Answer these from the earnings call excerpt:
(a) How large was the charge-off on the student housing loan?
(b) What range is given for non-interest income in 2026?
(c) In which quarter is the company expected to reach 100% of the merger cost savings?

▶ [EXCERPTED TEXT]:
— Begin —
On page twelve, you'll see overall ACL coverage at 1.15% is down from the Q3 of 2025, driven by net charge-offs in the current period, which on an annualized basis, were 40 basis points, as was guided, and are elevated as a result of a $19.2 million charge-off of a student housing loan. This loan was originated more than 10 years ago, has been in workout for several years prior to it being fully resolved this quarter. As a reminder, we have no meaningful concentration in student housing in our portfolio today. Our 2025 net charge-offs of 25 basis points were at the bottom end of a full year guidance of 25-35 basis points. Turning to credit quality on page thirteen.
Our credit risk metrics are within internal expectations, given the impact of the loans we acquired from the acquisition. Our total delinquency increased from 1.10% -1.50% quarter-over-quarter, primarily as a result of mortgage loans and a 31-day month at quarter-end. Our 90-day-plus delinquencies declined from 0.64% - 0.51% quarter-over-quarter, and NPAs decreased by $21 million quarter-over-quarter. Taking a deeper dive into the breakdown of our credit quality on page 14, Q4 2025 continued to see a decline in classified loans as a percentage of total loans and on an absolute basis, which was caused primarily by improvements within the CRE portfolio. As we discussed on earlier calls, we remain focused on reducing our classified loan balances.
Turning to page 15, we are providing our full year outlook for 2026. We expect to see loan growth in 2026 in the low-to-mid single digits and deposit growth in the low single digits. We expect revenues to be in the range of $710 million-$730 million, and net interest margin in the low 3.70s. We anticipate non-interest income in the range of $125 million-$130 million, and non-interest expense to be in the $420 million-$430 million range. We anticipate net charge-offs of between 20 to 27 basis points, and we anticipate the tax rate to remain flat to 2025 rate at approximately 23%. As we continue to grow in 2026, we will manage the business and drive positive operating leverage.
As a reminder, we said last quarter we had not fully recognized all of the cost savings from the merger. We are on track and expected to achieve 100% of the cost savings in the Q1 of 2026, which is ahead of schedule. That is fully reflected in our outlook. I will turn the call over to the operator, who will open up the lines for a live Q&A session.
Operator (participant)
At this time, I would like to remind everyone in order to ask a question, press star, then the number one on your telephone keypad. We'll pause for just a moment to compile the Q&A roster. Your first question comes from Jeff Rulis with D.A. Davidson.
Jeff Rulis (Managing Director, Senior Research Analyst)
Thanks. Good morning.
Doug Schosser (CFO)
Good morning.
Jeff Rulis (Managing Director, Senior Research Analyst)
Just to follow on, Doug, I appreciate the commentary on the expenses and the cost saves. I guess, looking at the full year guide, call it the midpoint at $425 for expenses, I guess that's, you know, $106 a quarter, I guess, if you just average. But it, typical seasonality, and then if Q1 maybe a little-- you start off a little heavier on that end. If you could just comment on any trend line with the expenses, that'd be great. Thanks.
Doug Schosser (CFO)
— End —
▶ [COLLECTED DATA]:
— Begin —
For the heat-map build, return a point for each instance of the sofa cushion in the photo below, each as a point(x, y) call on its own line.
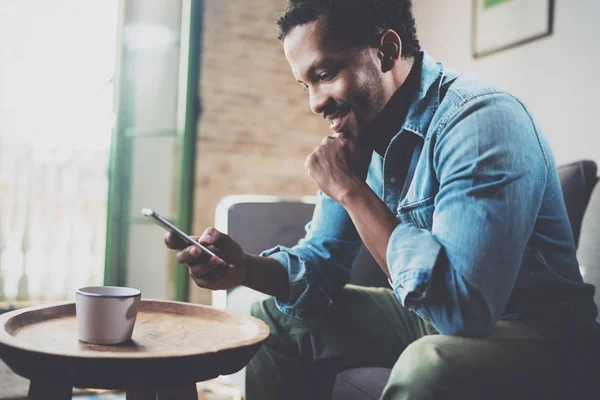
point(588, 252)
point(361, 383)
point(577, 180)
— End —
▶ [WRITTEN RESPONSE]:
(a) $19.2 million
(b) $125 million to $130 million
(c) The Q1 of 2026